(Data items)
Content starts

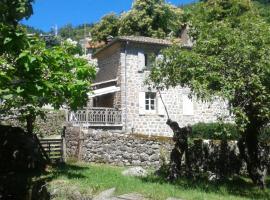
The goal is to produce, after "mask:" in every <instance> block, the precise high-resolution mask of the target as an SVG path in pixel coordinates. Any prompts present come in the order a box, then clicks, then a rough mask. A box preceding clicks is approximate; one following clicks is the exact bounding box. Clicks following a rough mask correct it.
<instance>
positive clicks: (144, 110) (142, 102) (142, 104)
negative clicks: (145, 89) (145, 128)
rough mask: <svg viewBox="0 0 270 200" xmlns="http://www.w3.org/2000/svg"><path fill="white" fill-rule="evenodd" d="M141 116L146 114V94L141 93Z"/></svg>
mask: <svg viewBox="0 0 270 200" xmlns="http://www.w3.org/2000/svg"><path fill="white" fill-rule="evenodd" d="M139 114H140V115H144V114H145V92H139Z"/></svg>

Content ends

Task prompt :: Reproduce every row above word for word, leaving out the pictures.

Response area ::
The goal is to produce, after "mask:" in every <instance> block, the precise high-resolution mask of the target as an SVG path in pixel coordinates. Any prompts present come in the order a box, then clicks, then a rough mask. A box preceding clicks is approximate; one following clicks is the exact bounding box. Clicks following a rough mask correct it.
<instance>
positive clicks: (144, 110) (142, 102) (142, 104)
negative clicks: (145, 89) (145, 128)
rough mask: <svg viewBox="0 0 270 200" xmlns="http://www.w3.org/2000/svg"><path fill="white" fill-rule="evenodd" d="M141 116L146 114V94L141 93Z"/></svg>
mask: <svg viewBox="0 0 270 200" xmlns="http://www.w3.org/2000/svg"><path fill="white" fill-rule="evenodd" d="M139 114H140V115H144V114H145V92H139Z"/></svg>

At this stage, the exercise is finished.